===== The input =====
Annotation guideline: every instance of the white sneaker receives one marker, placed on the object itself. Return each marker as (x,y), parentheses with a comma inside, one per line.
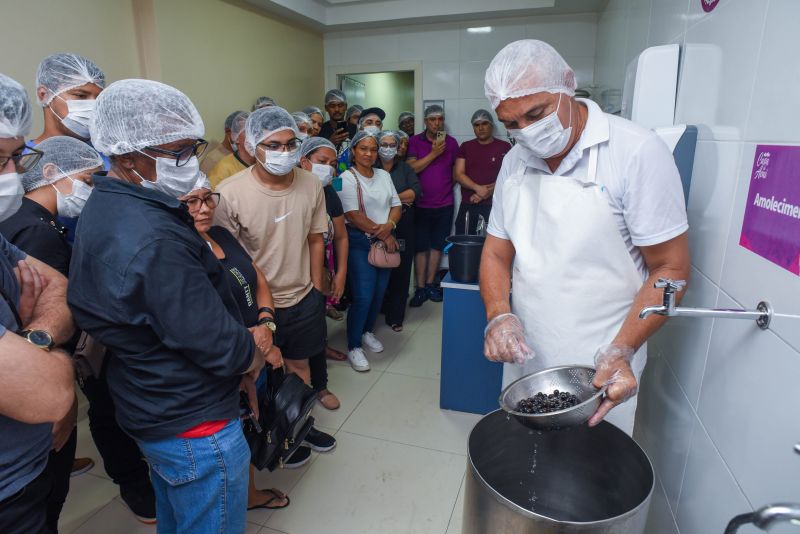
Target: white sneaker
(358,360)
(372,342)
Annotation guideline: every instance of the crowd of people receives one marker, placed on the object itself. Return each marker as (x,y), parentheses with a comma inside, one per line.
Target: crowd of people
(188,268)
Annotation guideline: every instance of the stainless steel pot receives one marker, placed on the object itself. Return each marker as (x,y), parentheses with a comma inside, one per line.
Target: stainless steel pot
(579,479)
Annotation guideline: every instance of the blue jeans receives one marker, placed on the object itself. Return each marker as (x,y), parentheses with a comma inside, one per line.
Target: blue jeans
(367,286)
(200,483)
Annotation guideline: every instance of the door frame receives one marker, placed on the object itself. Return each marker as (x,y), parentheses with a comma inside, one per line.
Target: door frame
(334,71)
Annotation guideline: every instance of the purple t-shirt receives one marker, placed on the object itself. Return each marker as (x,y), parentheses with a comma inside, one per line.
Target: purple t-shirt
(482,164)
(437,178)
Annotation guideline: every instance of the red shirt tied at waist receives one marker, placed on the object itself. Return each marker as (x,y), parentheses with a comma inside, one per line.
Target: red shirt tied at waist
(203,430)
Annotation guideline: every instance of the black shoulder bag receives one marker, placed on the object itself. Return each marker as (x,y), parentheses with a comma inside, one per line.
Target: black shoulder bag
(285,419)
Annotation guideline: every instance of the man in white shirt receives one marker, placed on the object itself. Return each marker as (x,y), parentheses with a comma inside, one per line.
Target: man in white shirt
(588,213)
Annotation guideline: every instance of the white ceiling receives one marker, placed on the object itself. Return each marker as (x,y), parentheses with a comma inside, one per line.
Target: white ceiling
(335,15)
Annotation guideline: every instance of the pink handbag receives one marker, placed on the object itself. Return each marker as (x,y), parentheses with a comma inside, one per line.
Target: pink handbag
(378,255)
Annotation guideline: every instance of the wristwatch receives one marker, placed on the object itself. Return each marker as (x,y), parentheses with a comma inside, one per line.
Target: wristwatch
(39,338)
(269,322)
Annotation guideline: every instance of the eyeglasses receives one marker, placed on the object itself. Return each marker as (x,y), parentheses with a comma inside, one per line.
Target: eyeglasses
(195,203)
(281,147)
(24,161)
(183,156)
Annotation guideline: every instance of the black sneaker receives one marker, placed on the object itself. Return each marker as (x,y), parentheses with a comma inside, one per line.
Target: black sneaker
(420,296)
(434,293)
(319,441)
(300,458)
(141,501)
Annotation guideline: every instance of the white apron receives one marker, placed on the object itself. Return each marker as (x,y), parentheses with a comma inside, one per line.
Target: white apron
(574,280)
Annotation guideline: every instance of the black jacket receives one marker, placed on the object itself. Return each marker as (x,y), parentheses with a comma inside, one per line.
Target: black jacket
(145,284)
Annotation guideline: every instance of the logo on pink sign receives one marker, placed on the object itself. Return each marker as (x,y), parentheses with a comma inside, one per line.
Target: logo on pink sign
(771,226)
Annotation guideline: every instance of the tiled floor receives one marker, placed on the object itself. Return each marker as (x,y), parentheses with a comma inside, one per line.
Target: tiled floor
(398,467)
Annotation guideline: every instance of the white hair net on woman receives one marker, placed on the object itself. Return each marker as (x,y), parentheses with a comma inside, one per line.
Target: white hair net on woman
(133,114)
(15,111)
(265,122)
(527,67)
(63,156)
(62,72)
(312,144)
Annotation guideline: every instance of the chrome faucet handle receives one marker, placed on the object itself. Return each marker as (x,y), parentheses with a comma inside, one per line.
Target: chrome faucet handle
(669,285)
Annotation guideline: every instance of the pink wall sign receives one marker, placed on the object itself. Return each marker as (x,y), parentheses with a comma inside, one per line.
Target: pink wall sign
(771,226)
=====
Assigned task: Pictures are not part of the copy. Restate everything else in the listing word for word.

Completed task:
Annotation guideline: every instance of the white sneaker receives one marker, placed on the object itself. Return each marker as (x,y), parentheses with a comma inside, one per line.
Target: white sneaker
(358,360)
(372,342)
Annotation guideline: every instance of the crowd of people receives one marker, placed on the object itself. Return each marker as (x,y), parentheses with a comma inside, one per line.
Target: crowd of people
(188,268)
Annotation guideline: every instance of the stainless steel pot receives one marker, placed on the object itself. Return each marker as (x,y), parentheses with a comma inside, one per line.
Target: stainless steel pot
(579,479)
Annotation guideline: every instance of the blue jeans receives one marker, placed on the object itself. Return each marker as (x,y), parentheses with a comma inside, one per line.
Target: blue jeans
(367,286)
(200,483)
Annotation guideline: every instance of the door frame receives one marker, placed on the object itself. Return each marker as (x,y), parentheses with a comma inside, one per line.
Target: door frame
(334,71)
Annotation guideline: every instance of the purple t-shirt receives one marker, placed on the object itself. Return each marker as (x,y), parentheses with a comma inside, one per line.
Target: purple t-shirt
(482,164)
(437,178)
Annotation guideline: every instance of the red shirt tied at waist receives one marker, placed on the object itself. Return each marker as (x,y), parentheses with a comma inside, one per line.
Target: red shirt tied at waist
(203,430)
Annotation guideline: every instance of the black shoulder bag receives one marker, placed on the object itself. Return each marker as (x,y), parentheses with a comma inside, one per line.
Target: black shoulder bag
(285,419)
Annotation guideline: every instance of the man in white shirt receives one marker, placed on the object itself. Return each marker as (x,y), parentheses with a comma inside, one per line.
Target: man in white shirt
(588,213)
Annotation guideline: every instance of the white ceiling receives one marker, placed on the object itself. Return each marker as (x,y), parentheses with a comma inside, one per line.
Target: white ceiling
(335,15)
Annotation guideline: every instance of the pink handbag receives one marker, placed on the object itself. Return each marker as (x,y), parentheses with a comma inside, one per line.
Target: pink handbag
(378,255)
Annotation guideline: every instance of the wristwatch receives one marker, placed on the object itself. Return each marker as (x,y), parentheses with a comma inside, one per line.
Target: wristwatch
(39,338)
(269,322)
Annotation guideline: every instance of the eyeglasses receives one marker, placed on the object itself. Return each marker as (x,y), parentheses with a comma inside, one per line.
Target: eyeglasses
(195,203)
(281,147)
(24,161)
(183,156)
Annotation guideline: every instance of the black sneaker receives one marker, placed on the object itself. Return each marker as (x,y), parentheses with a comma inside, one per line.
Target: black sneaker
(420,296)
(434,293)
(319,441)
(300,458)
(141,501)
Annotation guideline: every instance of the white apron receives one marker, placed on the object itself. Return each marker as (x,y), parentheses with a comma inside, one per line.
Target: white apron
(574,280)
Annotation guideline: every instance of the black jacket receives one marker, placed on the object itself. Return each marker as (x,y), parentheses with a comma inside, one per line.
Target: black jacket
(145,284)
Annotation guideline: every instance of the logo on pink sign receives one marker, placed on the object itself. Return each marker as (x,y), parentheses with a comma inside, one per line.
Target: logo on pink sign
(771,226)
Annotation guideline: every instance of the tiled floor receives one marker, placed on the object itself. Return each marker as (x,y), parentheses with a comma inside, one per line.
Target: tiled floor
(398,467)
Annotation guideline: every instance of the white hair net on woman receives one marker, placed on the object itself. Return each marker as (x,y), parentheses with a comma inside, one per line.
Target: white hair net on woman
(133,114)
(15,111)
(265,122)
(527,67)
(63,156)
(62,72)
(312,144)
Annotation guideline: every instance of the chrome faucet handle receives one marker, placed on the object itself. Return each marker as (x,y), parentheses with a comma inside, one per line.
Target: chrome faucet handle
(669,285)
Annotation guideline: every instance of the pink wall sign receives one marker, placed on the object itself. Return each marker as (x,y), parentheses with a comma inside, one per line.
Target: pink wall sign
(771,226)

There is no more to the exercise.